WRITTEN REQUEST:
Give each line of the data below as a JSON list of strings, one string per line, skipping blank lines and leaving out the pictures.

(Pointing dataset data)
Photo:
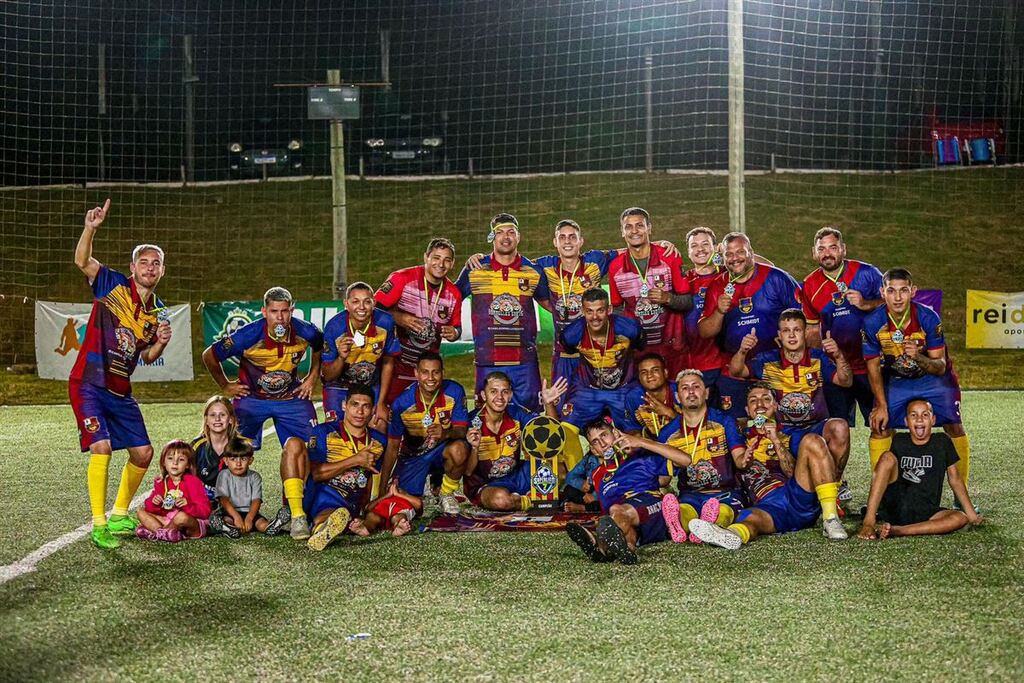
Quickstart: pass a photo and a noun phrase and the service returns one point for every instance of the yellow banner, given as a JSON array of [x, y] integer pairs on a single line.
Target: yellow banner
[[994, 319]]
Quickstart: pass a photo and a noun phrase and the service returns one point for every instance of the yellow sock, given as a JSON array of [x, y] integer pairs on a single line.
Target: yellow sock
[[877, 446], [293, 492], [449, 485], [686, 513], [963, 445], [726, 516], [96, 479], [131, 477], [826, 497], [741, 531]]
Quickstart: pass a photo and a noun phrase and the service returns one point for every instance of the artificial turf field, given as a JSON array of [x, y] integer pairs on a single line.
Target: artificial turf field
[[504, 606]]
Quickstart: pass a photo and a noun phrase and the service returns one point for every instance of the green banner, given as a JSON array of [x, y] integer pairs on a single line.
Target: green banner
[[223, 317]]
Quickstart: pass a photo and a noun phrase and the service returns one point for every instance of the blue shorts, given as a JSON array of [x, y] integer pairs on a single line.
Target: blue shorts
[[321, 497], [790, 507], [292, 417], [648, 507], [516, 482], [103, 416], [843, 401], [943, 392], [732, 395], [562, 367], [586, 403], [412, 471], [525, 383], [696, 499]]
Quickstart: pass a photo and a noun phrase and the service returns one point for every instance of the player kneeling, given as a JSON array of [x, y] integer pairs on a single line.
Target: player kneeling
[[787, 492], [629, 489], [906, 484]]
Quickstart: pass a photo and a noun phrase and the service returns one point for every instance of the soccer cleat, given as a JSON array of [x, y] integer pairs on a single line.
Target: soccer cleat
[[329, 529], [300, 528], [845, 495], [279, 522], [101, 538], [715, 535], [216, 522], [449, 505], [670, 510], [833, 529], [581, 537], [122, 524], [612, 537]]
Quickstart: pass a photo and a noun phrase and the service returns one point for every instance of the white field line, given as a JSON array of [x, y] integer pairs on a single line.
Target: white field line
[[28, 563]]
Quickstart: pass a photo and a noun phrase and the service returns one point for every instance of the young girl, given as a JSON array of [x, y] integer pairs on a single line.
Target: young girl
[[219, 427], [177, 508]]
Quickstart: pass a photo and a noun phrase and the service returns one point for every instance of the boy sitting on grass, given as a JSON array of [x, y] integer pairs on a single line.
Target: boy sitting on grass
[[240, 492], [906, 485]]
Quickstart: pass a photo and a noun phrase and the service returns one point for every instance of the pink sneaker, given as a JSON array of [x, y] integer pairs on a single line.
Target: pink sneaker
[[169, 535], [709, 513], [670, 510]]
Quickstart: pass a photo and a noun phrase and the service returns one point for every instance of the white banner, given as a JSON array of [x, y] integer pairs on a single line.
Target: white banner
[[60, 331]]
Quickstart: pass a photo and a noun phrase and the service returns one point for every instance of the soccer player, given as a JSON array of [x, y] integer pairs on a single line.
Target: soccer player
[[709, 487], [428, 432], [268, 351], [799, 377], [343, 456], [747, 296], [907, 358], [629, 493], [605, 343], [652, 402], [126, 324], [702, 353], [837, 298], [359, 347], [788, 479], [646, 284], [496, 476], [426, 306], [504, 321], [906, 484]]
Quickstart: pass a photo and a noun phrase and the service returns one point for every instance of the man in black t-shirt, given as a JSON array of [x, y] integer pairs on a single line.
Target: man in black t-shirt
[[906, 485]]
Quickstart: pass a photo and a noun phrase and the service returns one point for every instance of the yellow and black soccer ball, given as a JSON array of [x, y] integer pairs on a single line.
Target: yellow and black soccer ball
[[543, 437]]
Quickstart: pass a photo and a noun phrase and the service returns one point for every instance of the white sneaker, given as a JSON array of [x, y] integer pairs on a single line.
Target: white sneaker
[[449, 505], [300, 528], [833, 529], [715, 535]]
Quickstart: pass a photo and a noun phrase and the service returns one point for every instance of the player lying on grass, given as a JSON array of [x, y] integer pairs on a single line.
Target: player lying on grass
[[177, 507], [628, 484], [127, 324], [906, 484], [787, 492]]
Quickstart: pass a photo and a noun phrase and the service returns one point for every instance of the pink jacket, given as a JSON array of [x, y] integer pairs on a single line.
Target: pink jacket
[[197, 504]]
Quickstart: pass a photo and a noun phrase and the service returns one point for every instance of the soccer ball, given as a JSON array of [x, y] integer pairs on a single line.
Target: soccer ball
[[543, 437]]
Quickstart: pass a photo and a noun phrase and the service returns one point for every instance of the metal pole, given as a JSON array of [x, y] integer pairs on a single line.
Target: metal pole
[[648, 77], [338, 200], [737, 211], [189, 79], [101, 166]]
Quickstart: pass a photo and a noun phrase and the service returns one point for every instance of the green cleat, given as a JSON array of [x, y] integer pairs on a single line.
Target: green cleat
[[122, 524], [101, 538]]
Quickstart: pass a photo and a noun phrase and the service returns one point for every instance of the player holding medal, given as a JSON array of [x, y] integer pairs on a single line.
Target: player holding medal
[[907, 358]]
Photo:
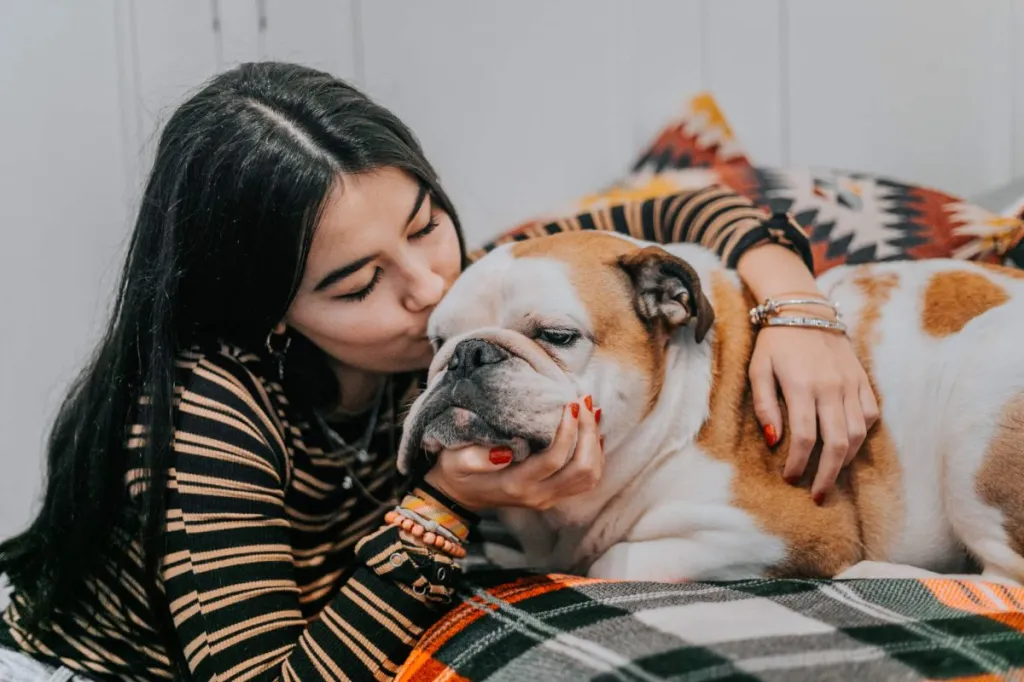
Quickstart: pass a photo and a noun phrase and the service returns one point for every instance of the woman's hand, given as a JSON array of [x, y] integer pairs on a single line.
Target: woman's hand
[[826, 390], [479, 477], [824, 385]]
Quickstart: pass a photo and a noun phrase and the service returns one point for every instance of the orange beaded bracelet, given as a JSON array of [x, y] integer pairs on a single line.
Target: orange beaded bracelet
[[427, 537]]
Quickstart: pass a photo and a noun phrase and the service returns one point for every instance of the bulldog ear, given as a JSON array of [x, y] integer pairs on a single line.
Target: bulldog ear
[[668, 291]]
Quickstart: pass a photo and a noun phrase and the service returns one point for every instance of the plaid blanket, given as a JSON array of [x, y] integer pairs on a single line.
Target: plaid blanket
[[518, 626]]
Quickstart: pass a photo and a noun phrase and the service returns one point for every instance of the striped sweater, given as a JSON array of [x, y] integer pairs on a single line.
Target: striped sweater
[[276, 566]]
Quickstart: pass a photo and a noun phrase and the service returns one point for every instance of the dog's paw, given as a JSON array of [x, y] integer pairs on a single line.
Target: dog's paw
[[883, 569]]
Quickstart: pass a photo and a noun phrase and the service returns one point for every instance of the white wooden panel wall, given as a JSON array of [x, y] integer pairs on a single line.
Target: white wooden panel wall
[[62, 216], [903, 88], [1017, 48], [522, 105]]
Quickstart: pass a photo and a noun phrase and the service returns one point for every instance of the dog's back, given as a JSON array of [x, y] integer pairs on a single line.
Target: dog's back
[[941, 342], [942, 469]]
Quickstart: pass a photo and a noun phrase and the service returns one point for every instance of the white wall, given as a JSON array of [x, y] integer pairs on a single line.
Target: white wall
[[520, 105]]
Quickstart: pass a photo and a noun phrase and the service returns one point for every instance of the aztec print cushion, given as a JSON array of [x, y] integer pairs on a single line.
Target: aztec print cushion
[[851, 217]]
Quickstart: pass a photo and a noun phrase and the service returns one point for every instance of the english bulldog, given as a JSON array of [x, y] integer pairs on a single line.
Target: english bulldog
[[662, 338]]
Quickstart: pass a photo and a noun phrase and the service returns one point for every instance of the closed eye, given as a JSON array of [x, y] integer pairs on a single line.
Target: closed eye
[[562, 338]]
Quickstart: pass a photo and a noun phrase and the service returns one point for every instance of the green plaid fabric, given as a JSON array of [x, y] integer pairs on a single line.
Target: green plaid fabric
[[520, 627]]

WRITTEN REPLY:
[
  "Photo:",
  "Quickstart: pass a photo and a noun phrase and the service returns one point for every instance of the yellow banner, given as a JSON array of [x, y] integer pairs on a single line.",
  "Target: yellow banner",
  "[[994, 319]]",
  "Quickstart: pass a photo and a noun phrase and the service returns one point for every instance of the yellow sock, given as a JSON array of [x, y] integer pairs on a single line.",
  "Target: yellow sock",
  "[[877, 446], [293, 492], [449, 485], [686, 513], [963, 445], [726, 516], [96, 479], [131, 477], [826, 497], [741, 531]]",
  "Quickstart: pass a photo and a noun phrase and the service returns one point for every instance of the artificial turf field, given as a JSON array of [x, y] integer pairs on a single line.",
  "Target: artificial turf field",
  "[[504, 606]]",
  "Quickstart: pass a photo and a noun phrase and the service returns one point for every instance of the green banner, given as a JSON array of [x, y] integer pairs on a single line.",
  "Target: green banner",
  "[[223, 317]]",
  "Quickstart: pass a photo and a noun phrase and the service returns one point for every instance of the blue shorts, given as a JSON array of [x, y] integer pairs on a single line.",
  "Target: blue shorts",
  "[[321, 497], [790, 507], [292, 417], [648, 507], [516, 482], [103, 416], [843, 401], [943, 392], [732, 395], [562, 367], [586, 403], [412, 471], [525, 383], [696, 499]]",
  "Quickstart: pass a photo and a noun phrase and the service returns one point for every instance of the player kneeling, given as a JSON array of [x, y] integer pairs on a single line.",
  "Target: player kneeling",
  "[[787, 492], [629, 489], [906, 484]]",
  "Quickstart: pass a photo and a noun phrase and the service returns one point for every instance of the soccer cleat, given as a JSON array of [x, y] integer pairs on a single line.",
  "Target: soccer cleat",
  "[[329, 529], [300, 528], [845, 495], [279, 522], [101, 538], [715, 535], [216, 522], [449, 505], [670, 510], [833, 529], [581, 537], [122, 524], [612, 537]]",
  "Quickstart: pass a photo and a noun phrase and the service returns one point for every instance of the white field line, given as a JSON array of [x, y] integer pairs on a single line.",
  "Target: white field line",
  "[[28, 563]]",
  "Quickstart: pass a photo and a noun phrase and the service returns one point for every instance of the young girl, given as a JSON array of [x, y] integer pairs on a single line.",
  "Target: young girl",
  "[[219, 427], [177, 508]]",
  "Quickstart: pass a photo and a noun phrase and the service returns one point for every instance of the boy sitting on grass, given as a JSON array of [x, y] integer pairs on a single line.",
  "Target: boy sitting on grass",
  "[[240, 492], [906, 485]]",
  "Quickstart: pass a photo and a noun phrase and the service returns one point for every instance of the pink sneaker, given as a JSON array of [x, y] integer pairs on a single line.",
  "Target: pink sneaker",
  "[[169, 535], [709, 513], [670, 510]]",
  "Quickstart: pass a photo and a noun phrase and the service returns one point for every instance of the white banner, given as a JSON array of [x, y] integer pairs on a single line.",
  "Target: white banner",
  "[[60, 331]]",
  "Quickstart: pass a photo and a noun phrase and the service returns one point for every instance of the soccer player, given as a JSON array of [x, y] integer pairs on a single line.",
  "Target: soccer player",
  "[[709, 487], [428, 432], [268, 351], [799, 377], [343, 456], [747, 296], [907, 358], [629, 493], [605, 343], [652, 402], [126, 324], [702, 353], [837, 298], [359, 347], [788, 479], [646, 284], [496, 476], [426, 306], [504, 321], [906, 484]]",
  "Quickstart: pass a photo and a noun phrase and the service returns one point for every instance of the man in black t-shirt, given as a JSON array of [x, y] integer pairs on a single line.",
  "Target: man in black t-shirt",
  "[[906, 485]]",
  "Quickstart: pass a photo and a noun phrase and the service returns one point for every instance of the yellow and black soccer ball, given as a JSON array of [x, y] integer pairs on a single line.",
  "Target: yellow and black soccer ball",
  "[[543, 437]]",
  "Quickstart: pass a photo and a noun phrase and the service returns one point for every instance of the white sneaker, given as a JSON array of [x, y] integer pairs on a single line.",
  "Target: white sneaker",
  "[[449, 505], [300, 528], [833, 529], [715, 535]]",
  "Quickstart: pass a photo and a noun phrase and the service returns one point for every instance of the player lying on grass, given as a JSON array of [x, y] integer pairs on a single line.",
  "Target: player lying on grass",
  "[[177, 507], [628, 484], [127, 324], [906, 484], [787, 492]]",
  "Quickstart: pass a photo and a noun phrase and the service returns one point for every instance of the pink jacket, given as a JSON array of [x, y] integer pairs on a single line.",
  "Target: pink jacket",
  "[[197, 504]]",
  "Quickstart: pass a photo and a noun phrase and the service returns one point for every instance of the soccer ball, given as a JSON array of [x, y] integer pairs on a single line.",
  "Target: soccer ball",
  "[[543, 437]]",
  "Quickstart: pass a photo and a noun phrase and the service returns one point for every instance of the metal pole, given as a JSON array of [x, y] integer pairs on a single line.",
  "Target: metal pole",
  "[[648, 77], [338, 200], [737, 211], [189, 79], [101, 166]]",
  "Quickstart: pass a photo and a noun phrase and the service returns one point for every instance of the green cleat, given as a JSON array of [x, y] integer pairs on a single line.",
  "Target: green cleat",
  "[[122, 524], [101, 538]]",
  "Quickstart: pass a photo and a noun phrase and the service returns one point for every instance of the player holding medal, given as a JSON array of [x, y] integer pairs on a single line.",
  "Target: player holding medal",
  "[[907, 358]]",
  "Photo:",
  "Quickstart: pass a photo and a noun phrase and the service returns one point for every instance of the woman's hand, given as a JSON array of [x, y] integer pairs on a single line.",
  "Target: woman's hand",
  "[[826, 390], [479, 477], [824, 385]]",
  "Quickstart: pass a photo and a noun phrase and the service returns one point for every instance of the orange beaded bracelet, given as a JSON array of [x, y] integer pairs on a single line.",
  "Target: orange beaded bracelet",
  "[[427, 537]]",
  "Quickstart: pass a photo and a noun phrase and the service returns one point for every instance of the bulldog ear, given as a JSON array of [x, y] integer pairs on a single line.",
  "Target: bulldog ear",
  "[[668, 291]]",
  "Quickstart: pass a photo and a noun phrase and the service returns one point for every instance of the plaid blanket, given as a JSON array of [x, y] integer pairs on a single line.",
  "Target: plaid blanket",
  "[[518, 626]]",
  "Quickstart: pass a photo and a noun phrase and the service returns one point for every instance of the striped sweater, given as a JSON array of [x, y] integer pairs on a single line.",
  "Target: striped sweater",
  "[[276, 566]]",
  "Quickstart: pass a photo and a noun phrase and the service returns one point for every instance of the dog's paw, given as a JSON array of [x, y] integer pairs on a single line.",
  "Target: dog's paw",
  "[[883, 569]]",
  "Quickstart: pass a photo and a noun phrase and the service returns one point for every instance of the white wooden panel wall, given as a JSON array of [x, y] integer pairs on a single line.",
  "Target: white wooden panel wall",
  "[[62, 216], [903, 88], [1017, 48], [522, 105]]",
  "Quickstart: pass a photo and a noun phrase and the service returns one point for every instance of the dog's back, given as a JSON array of [x, y] integer pairs on a single line.",
  "Target: dog's back",
  "[[941, 342], [942, 469]]",
  "Quickstart: pass a photo and a noun phrase and the service returns one point for every instance of the white wall, given as a JSON array of [x, y] integer pairs on a single line.",
  "Target: white wall",
  "[[520, 105]]",
  "Quickstart: pass a photo and a noun phrase and the service returns one point for every instance of the aztec print cushion, given as a JSON array of [x, y] integer pairs on a single line.",
  "Target: aztec print cushion",
  "[[851, 217]]",
  "Quickstart: pass a photo and a noun phrase and the service returns one point for every instance of the english bulldog, given as a JSON array of [x, y] integer pairs on a single line.",
  "Target: english bulldog",
  "[[662, 338]]",
  "Quickstart: pass a photo and a noun phrase and the service returns one point for every instance of the closed eye, given as a JSON array of [x, y] integer pairs on a single line.",
  "Target: closed eye",
  "[[562, 338]]",
  "Quickstart: pass a photo and a noun phrase and the service returns one point for every instance of the green plaid fabric, given as a JSON array of [x, y] integer pairs on a single line.",
  "Target: green plaid fabric",
  "[[520, 627]]"
]